CONSIGNES:
a) Dans le passage sur les représentations de 1808, quelle pièce fut jouée le 29 septembre ?
b) Quels souverains et princes le passage sur les représentations de 1808 présente-t-il comme assistant aux représentations ? Nommez-les tous.
c) Prolongez le passage sur les représentations de 1808 à partir de sa dernière phrase.

BLOC DE TEXTE:
En même temps que les rois et les reines du monde, Napoléon avait convoqué les rois et les reines de l’art.

Princes couronnés d’or ou de lauriers, princesses couronnées de diamants ou de roses, étaient accourus à l’appel.

Le 28 septembre 1808, Cinna fut représenté devant l’empereur Napoléon, l’empereur Alexandre et le roi de Saxe.

Le lendemain, 29, ce fut le tour de Britannicus.

Dans cet intervalle de vingt-quatre heures, l’auguste assemblée s’était augmentée du prince Guillaume de Prusse, du duc Guillaume de Bavière et du prince Léopold de Saxe-Cobourg, qui plus tard, en perdant sa femme la princesse royale d’Angleterre, et l’enfant qu’en mère jalouse elle entraînait dans la tombe, devait perdre à la fois trois couronnes, et — avec elles — ce fameux trident de Neptune que Lemierre appelait le sceptre du monde.

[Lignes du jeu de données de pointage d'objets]

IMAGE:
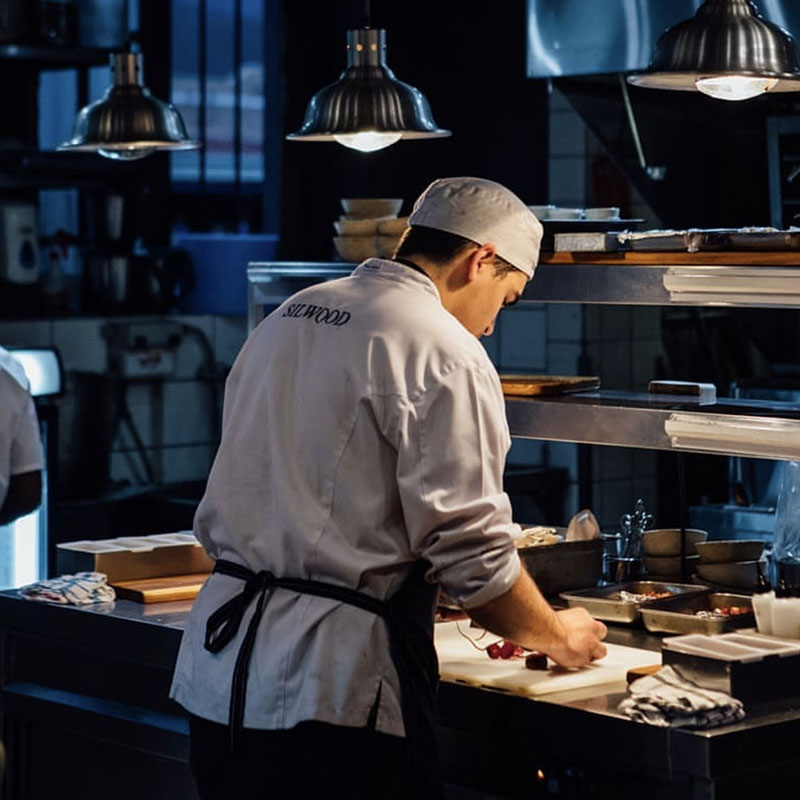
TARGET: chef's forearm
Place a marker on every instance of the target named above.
(521, 615)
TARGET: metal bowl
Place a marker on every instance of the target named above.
(723, 550)
(667, 541)
(736, 574)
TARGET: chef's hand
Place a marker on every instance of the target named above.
(581, 642)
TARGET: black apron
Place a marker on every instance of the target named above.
(409, 621)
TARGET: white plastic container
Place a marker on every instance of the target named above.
(786, 617)
(762, 606)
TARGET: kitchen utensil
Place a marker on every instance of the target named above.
(606, 603)
(667, 541)
(761, 671)
(722, 550)
(357, 227)
(161, 590)
(564, 565)
(542, 212)
(372, 206)
(386, 245)
(679, 614)
(518, 384)
(392, 226)
(610, 212)
(355, 248)
(461, 662)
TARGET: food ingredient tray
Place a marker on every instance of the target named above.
(696, 239)
(759, 670)
(679, 614)
(606, 603)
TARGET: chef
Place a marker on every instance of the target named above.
(21, 456)
(360, 468)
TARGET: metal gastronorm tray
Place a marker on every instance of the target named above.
(604, 602)
(678, 614)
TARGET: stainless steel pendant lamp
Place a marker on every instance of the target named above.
(727, 51)
(128, 122)
(367, 108)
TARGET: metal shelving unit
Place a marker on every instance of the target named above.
(627, 419)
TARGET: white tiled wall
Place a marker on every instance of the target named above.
(620, 344)
(174, 417)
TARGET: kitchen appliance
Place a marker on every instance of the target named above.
(19, 251)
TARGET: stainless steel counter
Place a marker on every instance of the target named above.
(97, 679)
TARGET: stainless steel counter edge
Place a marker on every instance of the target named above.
(151, 635)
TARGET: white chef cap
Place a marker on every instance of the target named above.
(482, 211)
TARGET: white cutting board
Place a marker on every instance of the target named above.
(460, 661)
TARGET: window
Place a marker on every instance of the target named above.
(218, 84)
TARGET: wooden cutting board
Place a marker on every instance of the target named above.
(460, 662)
(547, 384)
(161, 590)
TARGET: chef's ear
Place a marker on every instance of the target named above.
(481, 258)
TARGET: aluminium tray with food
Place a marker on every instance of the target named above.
(531, 385)
(709, 613)
(620, 602)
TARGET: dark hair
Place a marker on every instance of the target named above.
(440, 247)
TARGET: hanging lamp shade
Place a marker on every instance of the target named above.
(128, 122)
(367, 108)
(727, 51)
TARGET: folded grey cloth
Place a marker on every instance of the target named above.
(80, 589)
(668, 700)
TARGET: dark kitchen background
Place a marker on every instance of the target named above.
(140, 280)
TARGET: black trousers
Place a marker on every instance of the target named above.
(313, 760)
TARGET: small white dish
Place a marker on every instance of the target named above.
(611, 212)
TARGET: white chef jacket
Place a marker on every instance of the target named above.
(20, 441)
(364, 429)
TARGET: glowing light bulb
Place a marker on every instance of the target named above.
(127, 154)
(734, 87)
(367, 141)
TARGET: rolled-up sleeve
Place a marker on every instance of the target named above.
(450, 475)
(26, 445)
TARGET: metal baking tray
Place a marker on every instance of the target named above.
(695, 239)
(605, 603)
(679, 614)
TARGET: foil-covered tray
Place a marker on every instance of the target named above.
(695, 613)
(697, 239)
(609, 602)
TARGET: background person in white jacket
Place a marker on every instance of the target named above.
(21, 456)
(360, 467)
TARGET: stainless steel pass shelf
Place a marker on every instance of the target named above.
(746, 279)
(732, 427)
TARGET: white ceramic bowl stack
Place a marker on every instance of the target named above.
(368, 227)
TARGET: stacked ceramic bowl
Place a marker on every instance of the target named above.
(732, 563)
(368, 227)
(662, 552)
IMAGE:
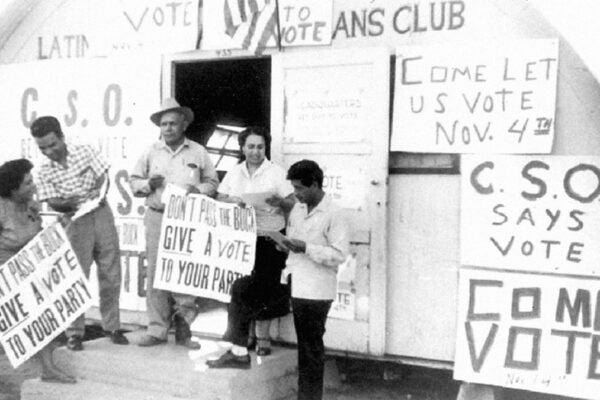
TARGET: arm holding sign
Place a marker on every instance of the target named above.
(21, 222)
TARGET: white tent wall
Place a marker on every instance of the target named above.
(423, 224)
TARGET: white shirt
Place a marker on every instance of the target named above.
(268, 178)
(327, 238)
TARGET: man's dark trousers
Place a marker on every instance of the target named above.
(309, 321)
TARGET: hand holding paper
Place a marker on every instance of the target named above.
(293, 245)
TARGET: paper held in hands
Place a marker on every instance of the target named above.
(277, 237)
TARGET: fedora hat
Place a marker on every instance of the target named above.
(170, 104)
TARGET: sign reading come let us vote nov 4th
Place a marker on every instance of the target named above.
(529, 282)
(42, 291)
(204, 245)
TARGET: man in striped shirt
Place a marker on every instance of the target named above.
(72, 175)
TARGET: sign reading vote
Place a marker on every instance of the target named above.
(471, 99)
(538, 332)
(531, 213)
(42, 291)
(305, 22)
(204, 245)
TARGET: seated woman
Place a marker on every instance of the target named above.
(260, 296)
(20, 221)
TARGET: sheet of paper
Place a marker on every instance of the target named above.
(277, 237)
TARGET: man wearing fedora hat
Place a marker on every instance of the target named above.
(177, 160)
(72, 175)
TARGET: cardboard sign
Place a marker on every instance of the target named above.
(529, 289)
(531, 213)
(496, 98)
(99, 28)
(529, 331)
(305, 22)
(42, 291)
(204, 245)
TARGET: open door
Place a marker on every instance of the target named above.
(332, 106)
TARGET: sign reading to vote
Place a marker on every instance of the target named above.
(42, 291)
(204, 245)
(531, 213)
(471, 99)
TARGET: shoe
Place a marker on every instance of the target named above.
(117, 337)
(182, 329)
(75, 343)
(230, 360)
(188, 343)
(263, 351)
(58, 378)
(149, 341)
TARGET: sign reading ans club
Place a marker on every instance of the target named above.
(204, 245)
(42, 291)
(471, 99)
(529, 286)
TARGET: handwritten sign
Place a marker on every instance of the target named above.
(529, 331)
(474, 99)
(42, 290)
(531, 213)
(110, 113)
(79, 30)
(344, 304)
(305, 22)
(204, 245)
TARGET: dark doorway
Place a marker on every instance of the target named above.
(231, 92)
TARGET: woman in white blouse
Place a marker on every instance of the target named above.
(258, 182)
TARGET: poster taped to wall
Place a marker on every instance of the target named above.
(529, 331)
(468, 98)
(42, 291)
(531, 213)
(204, 245)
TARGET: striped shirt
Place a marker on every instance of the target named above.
(83, 168)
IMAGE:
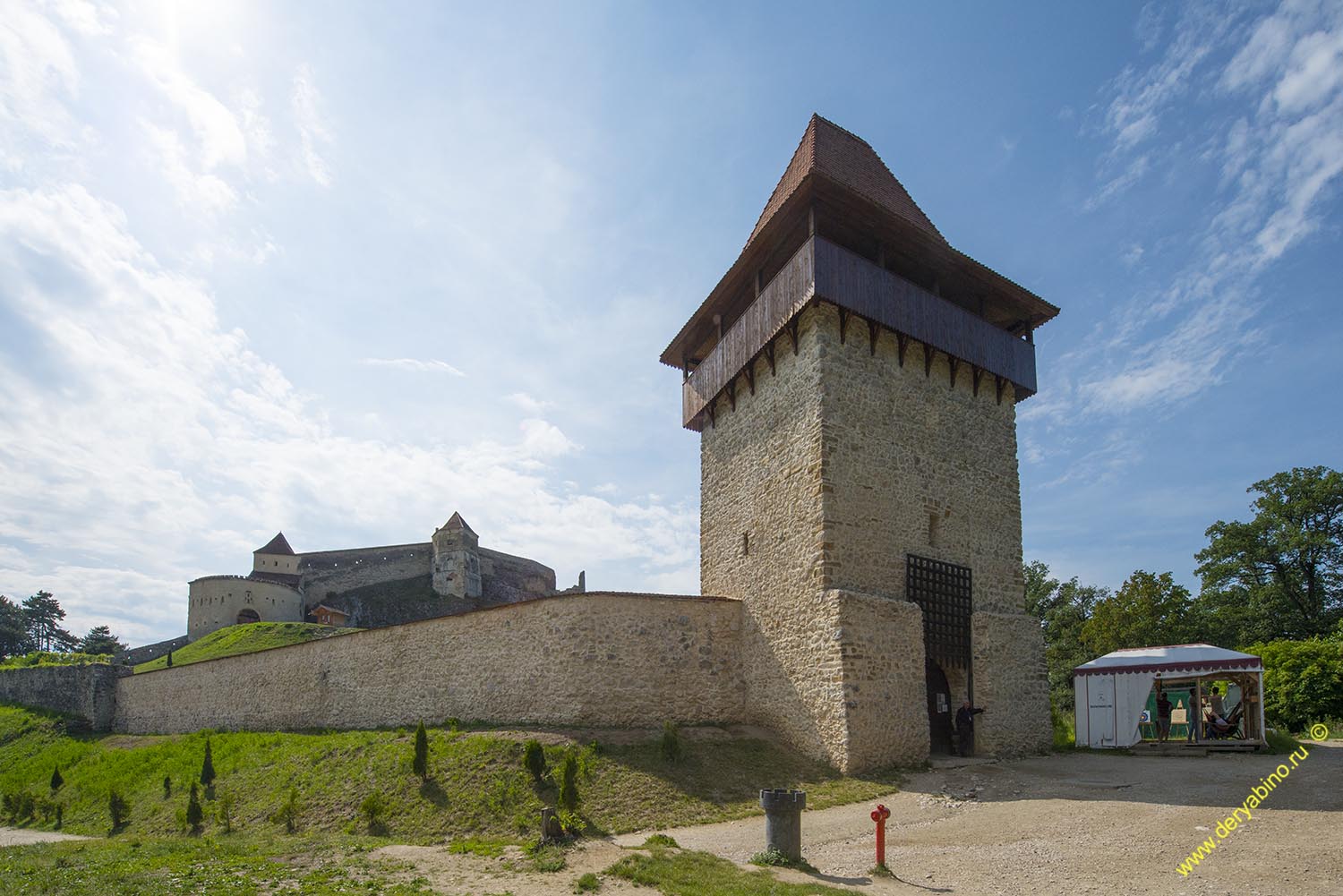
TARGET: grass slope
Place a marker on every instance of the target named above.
(477, 783)
(244, 638)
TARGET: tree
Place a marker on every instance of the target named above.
(207, 767)
(1063, 610)
(99, 640)
(42, 617)
(193, 813)
(421, 764)
(13, 630)
(1280, 576)
(1147, 610)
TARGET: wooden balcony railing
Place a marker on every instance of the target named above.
(822, 270)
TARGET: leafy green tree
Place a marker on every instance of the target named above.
(1063, 610)
(1303, 681)
(42, 616)
(207, 767)
(99, 640)
(421, 764)
(13, 630)
(1280, 576)
(193, 812)
(1147, 610)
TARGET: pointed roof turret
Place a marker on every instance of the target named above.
(277, 546)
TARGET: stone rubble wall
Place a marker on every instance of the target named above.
(759, 468)
(574, 660)
(88, 692)
(1010, 683)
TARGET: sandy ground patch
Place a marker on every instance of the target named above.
(1079, 823)
(21, 837)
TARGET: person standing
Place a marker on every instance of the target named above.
(966, 729)
(1163, 715)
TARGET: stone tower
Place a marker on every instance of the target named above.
(457, 562)
(854, 383)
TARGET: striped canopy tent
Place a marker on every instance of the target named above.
(1112, 691)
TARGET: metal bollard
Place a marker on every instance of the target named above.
(783, 821)
(880, 815)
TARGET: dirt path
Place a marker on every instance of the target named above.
(21, 837)
(1079, 823)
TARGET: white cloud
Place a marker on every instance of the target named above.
(312, 129)
(414, 365)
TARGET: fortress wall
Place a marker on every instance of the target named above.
(88, 692)
(760, 476)
(585, 659)
(215, 602)
(344, 570)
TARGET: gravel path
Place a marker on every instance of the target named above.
(1079, 823)
(23, 837)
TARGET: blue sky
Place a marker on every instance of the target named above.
(343, 270)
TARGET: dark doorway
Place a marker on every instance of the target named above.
(939, 708)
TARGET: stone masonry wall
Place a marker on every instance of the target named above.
(340, 571)
(88, 692)
(1010, 683)
(583, 659)
(760, 531)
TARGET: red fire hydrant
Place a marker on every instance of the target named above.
(880, 815)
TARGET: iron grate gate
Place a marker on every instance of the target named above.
(942, 590)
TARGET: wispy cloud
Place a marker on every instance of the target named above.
(414, 365)
(312, 129)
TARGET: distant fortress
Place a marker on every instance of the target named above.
(368, 587)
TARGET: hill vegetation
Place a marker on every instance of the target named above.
(244, 638)
(477, 783)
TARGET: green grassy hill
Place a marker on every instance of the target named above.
(244, 638)
(477, 783)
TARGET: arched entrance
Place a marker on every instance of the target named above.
(939, 708)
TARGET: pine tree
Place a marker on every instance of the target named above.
(421, 764)
(207, 769)
(193, 815)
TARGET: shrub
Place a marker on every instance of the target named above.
(421, 764)
(118, 807)
(193, 815)
(1303, 681)
(569, 783)
(671, 745)
(207, 767)
(287, 812)
(534, 759)
(225, 812)
(372, 810)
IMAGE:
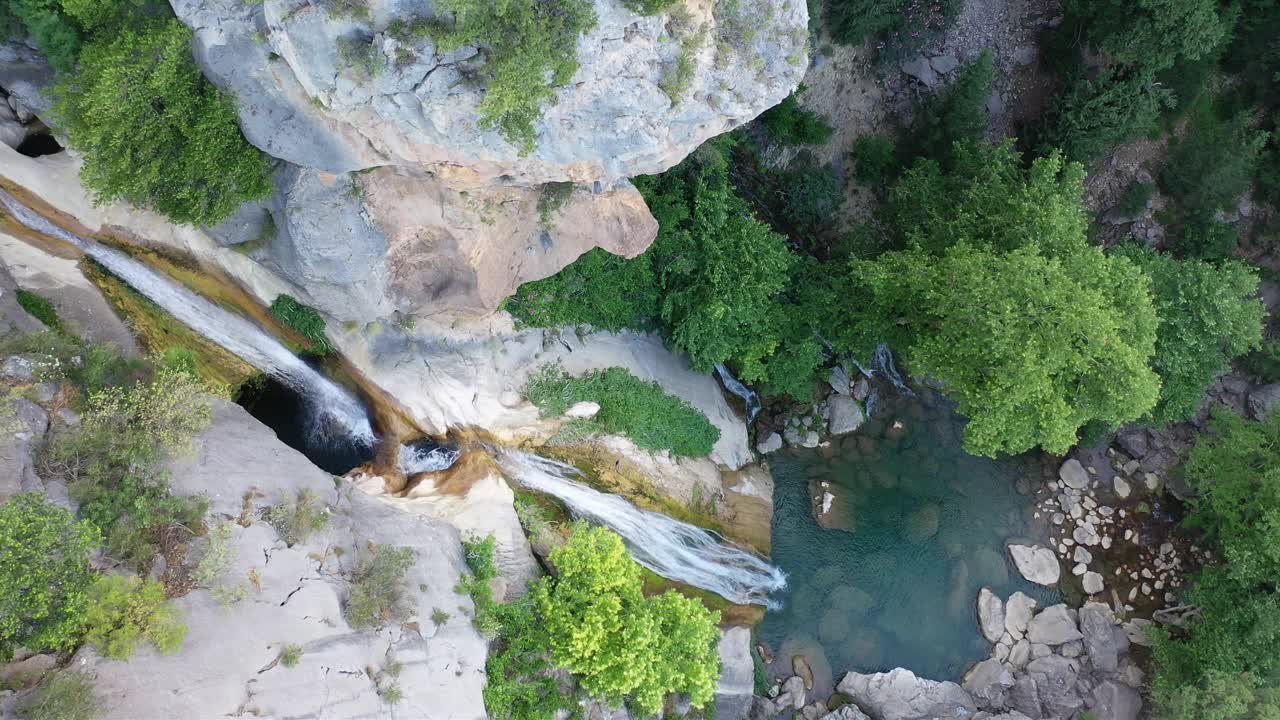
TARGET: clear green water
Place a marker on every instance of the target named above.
(924, 527)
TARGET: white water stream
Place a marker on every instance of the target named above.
(670, 547)
(336, 413)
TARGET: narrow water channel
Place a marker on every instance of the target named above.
(917, 527)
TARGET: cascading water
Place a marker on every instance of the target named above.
(426, 456)
(736, 387)
(671, 548)
(336, 414)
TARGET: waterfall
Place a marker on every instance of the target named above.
(736, 387)
(670, 547)
(882, 364)
(426, 456)
(336, 414)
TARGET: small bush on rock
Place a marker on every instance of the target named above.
(378, 588)
(64, 696)
(124, 610)
(305, 320)
(44, 574)
(638, 409)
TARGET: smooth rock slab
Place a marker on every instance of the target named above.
(991, 615)
(899, 695)
(1054, 625)
(1037, 564)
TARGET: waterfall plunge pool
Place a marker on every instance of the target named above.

RÉPONSES DANS L'ORDRE:
a) Britannicus.

b) L'empereur Napoléon, l'empereur Alexandre, le roi de Saxe, le prince Guillaume de Prusse, le duc Guillaume de Bavière et le prince Léopold de Saxe-Cobourg.

c)
Le 2 octobre, Gœthe arriva à son tour. Il avait le droit de se faire attendre ; de tous les noms de princes que nous venons de citer, — n’en déplaise à messieurs de la rue de Grenelle, — le nom de l’auteur de Faust est peut-être le seul qui survivra.

Le 3, on représenta Philoctète.

Ce fut pendant cette représentation qu’Alexandre, à ce vers de Philoctète :

L’amitié d’un grand homme est un bienfait des dieux !


tendit à Napoléon cette main que, trois ans plus tard, il devait lui retirer, et qui lui fit tellement faute, qu’il glissa dans la neige et dans le sang de Moscou à Waterloo.

Au second acte de Philoctète, le roi de Wurtemberg arriva, mais sans qu’on se dérangeât pour lui. Il alla prendre sa place sur un des fauteuils réservés aux rois.